[start of Given passage]

# squats exercise



## pinklady6000 (Aug 25, 2016)

I weight 75Kg and can squat 110Kg. Can any body beat that?


----------



## elder999 (Aug 25, 2016)

pinklady6000 said:


> I weight 75Kg and can squat 110Kg. Can any body beat that?


*Yes.* 

If you're a solid weightlifter, you should be able to squat twice your body weight for reps........
......after all, that's kind of what you do walking up the stairs...basically.

(So, to clarify, at about 105 kg, I can squat 210 kg for reps...my max is closer to 254 kg, and has been since I was your age....I'm 56, so I only do that to show off, with knee braces and people standing around to catch me....but I routinely do 200kg for reps...do I win?)


----------



## drop bear (Aug 25, 2016)

We had a guy.  The danimal.  Who weighed 60kg and benched 90. For reps.


----------



## Buka (Aug 26, 2016)

drop bear said:


> We had a guy.  The danimal.  Who weighed 60kg and benched 90. For reps.

[end of Given passage]
[start of Data excerpts]

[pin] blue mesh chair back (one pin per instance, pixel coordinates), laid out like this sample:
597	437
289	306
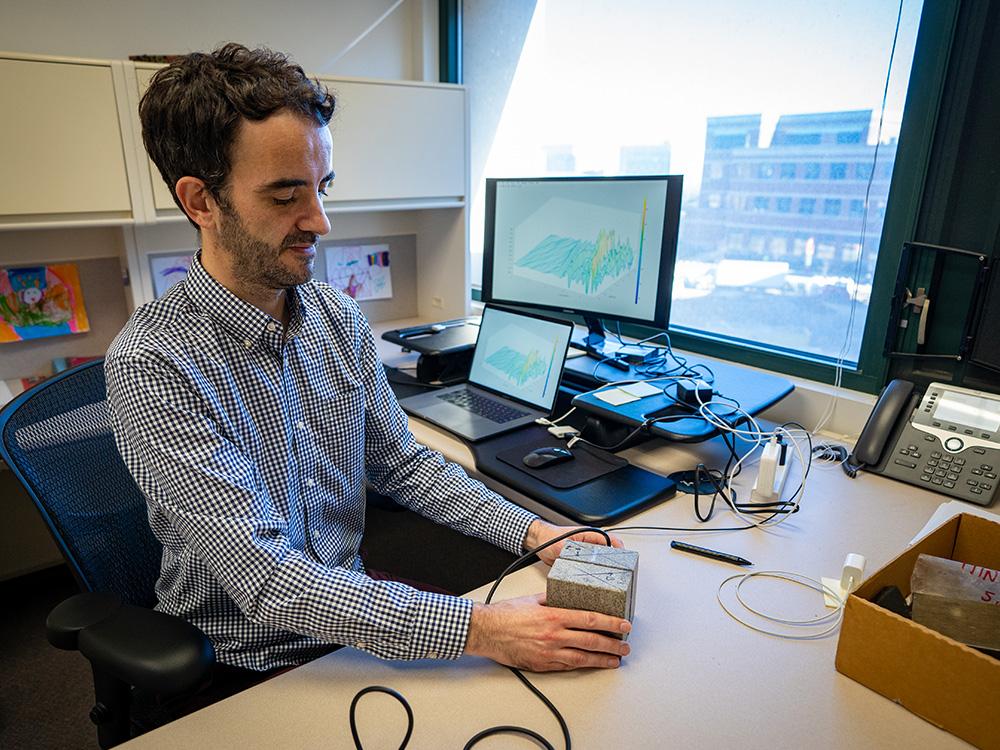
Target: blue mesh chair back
57	439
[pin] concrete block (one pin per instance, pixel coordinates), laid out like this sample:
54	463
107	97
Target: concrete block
594	577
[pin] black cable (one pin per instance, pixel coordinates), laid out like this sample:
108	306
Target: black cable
388	691
506	729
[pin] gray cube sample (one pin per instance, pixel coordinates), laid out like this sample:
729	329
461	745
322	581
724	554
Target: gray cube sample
594	577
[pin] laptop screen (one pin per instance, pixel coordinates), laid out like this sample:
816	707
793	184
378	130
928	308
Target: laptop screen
520	356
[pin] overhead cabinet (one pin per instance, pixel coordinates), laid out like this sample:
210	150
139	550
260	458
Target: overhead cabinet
61	146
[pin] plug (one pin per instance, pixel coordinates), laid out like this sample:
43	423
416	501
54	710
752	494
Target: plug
563	432
694	392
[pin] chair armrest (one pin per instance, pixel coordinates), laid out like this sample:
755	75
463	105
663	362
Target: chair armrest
151	650
64	623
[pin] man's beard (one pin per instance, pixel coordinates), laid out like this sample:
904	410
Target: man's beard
254	261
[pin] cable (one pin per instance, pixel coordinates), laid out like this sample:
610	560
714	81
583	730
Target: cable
388	691
506	728
792	577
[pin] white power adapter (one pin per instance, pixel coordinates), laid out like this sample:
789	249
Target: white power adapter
771	473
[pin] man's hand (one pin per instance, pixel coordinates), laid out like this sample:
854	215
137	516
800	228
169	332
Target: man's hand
524	633
541	531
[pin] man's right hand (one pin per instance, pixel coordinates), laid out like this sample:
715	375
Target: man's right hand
524	633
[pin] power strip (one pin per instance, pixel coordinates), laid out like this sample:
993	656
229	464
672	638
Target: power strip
771	473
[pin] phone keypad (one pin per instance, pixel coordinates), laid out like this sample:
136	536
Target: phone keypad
943	469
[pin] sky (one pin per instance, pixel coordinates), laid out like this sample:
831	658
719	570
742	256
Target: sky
600	74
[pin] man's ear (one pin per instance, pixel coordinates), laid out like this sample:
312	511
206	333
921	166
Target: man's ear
197	201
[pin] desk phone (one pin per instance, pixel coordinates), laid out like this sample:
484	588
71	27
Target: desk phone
946	440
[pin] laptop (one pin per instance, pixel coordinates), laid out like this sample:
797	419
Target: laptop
514	378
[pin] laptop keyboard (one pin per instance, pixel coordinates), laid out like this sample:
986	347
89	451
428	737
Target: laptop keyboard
483	406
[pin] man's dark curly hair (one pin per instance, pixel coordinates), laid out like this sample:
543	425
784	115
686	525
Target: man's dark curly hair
192	110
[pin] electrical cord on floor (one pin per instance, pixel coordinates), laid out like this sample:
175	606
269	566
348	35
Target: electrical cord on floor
504	728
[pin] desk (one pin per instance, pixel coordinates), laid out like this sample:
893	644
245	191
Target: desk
695	678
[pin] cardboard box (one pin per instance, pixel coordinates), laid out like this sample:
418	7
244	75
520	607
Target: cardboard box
941	680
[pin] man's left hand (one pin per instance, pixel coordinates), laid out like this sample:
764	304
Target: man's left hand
541	531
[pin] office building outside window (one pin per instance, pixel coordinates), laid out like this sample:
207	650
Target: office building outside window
786	156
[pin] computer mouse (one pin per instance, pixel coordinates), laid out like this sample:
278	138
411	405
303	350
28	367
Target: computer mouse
547	456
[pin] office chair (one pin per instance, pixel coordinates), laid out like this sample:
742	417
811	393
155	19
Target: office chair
56	438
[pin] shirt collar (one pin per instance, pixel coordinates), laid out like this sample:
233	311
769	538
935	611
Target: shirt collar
248	324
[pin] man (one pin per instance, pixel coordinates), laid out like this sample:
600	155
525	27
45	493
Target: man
251	407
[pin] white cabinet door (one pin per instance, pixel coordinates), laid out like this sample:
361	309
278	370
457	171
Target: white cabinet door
162	200
397	141
60	142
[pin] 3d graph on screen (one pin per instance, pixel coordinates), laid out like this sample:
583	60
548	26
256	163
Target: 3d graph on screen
518	367
582	262
584	256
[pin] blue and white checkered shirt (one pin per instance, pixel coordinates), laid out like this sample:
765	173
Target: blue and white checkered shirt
252	445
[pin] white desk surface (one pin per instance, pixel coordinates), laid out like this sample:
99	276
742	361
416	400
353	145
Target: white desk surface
695	677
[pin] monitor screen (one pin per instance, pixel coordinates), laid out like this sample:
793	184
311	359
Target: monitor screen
600	247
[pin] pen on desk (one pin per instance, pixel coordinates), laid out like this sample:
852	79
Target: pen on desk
714	554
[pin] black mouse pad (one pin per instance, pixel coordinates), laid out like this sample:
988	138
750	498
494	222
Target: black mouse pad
587	463
602	488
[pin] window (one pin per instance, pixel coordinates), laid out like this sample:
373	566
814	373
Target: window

[end of Data excerpts]

| Instructions for the task |
Please write out the stretch of the squat thread from "If you're a" through "reps...do I win?)", word for word.

| Exercise response |
If you're a solid weightlifter, you should be able to squat twice your body weight for reps........
......after all, that's kind of what you do walking up the stairs...basically.

(So, to clarify, at about 105 kg, I can squat 210 kg for reps...my max is closer to 254 kg, and has been since I was your age....I'm 56, so I only do that to show off, with knee braces and people standing around to catch me....but I routinely do 200kg for reps...do I win?)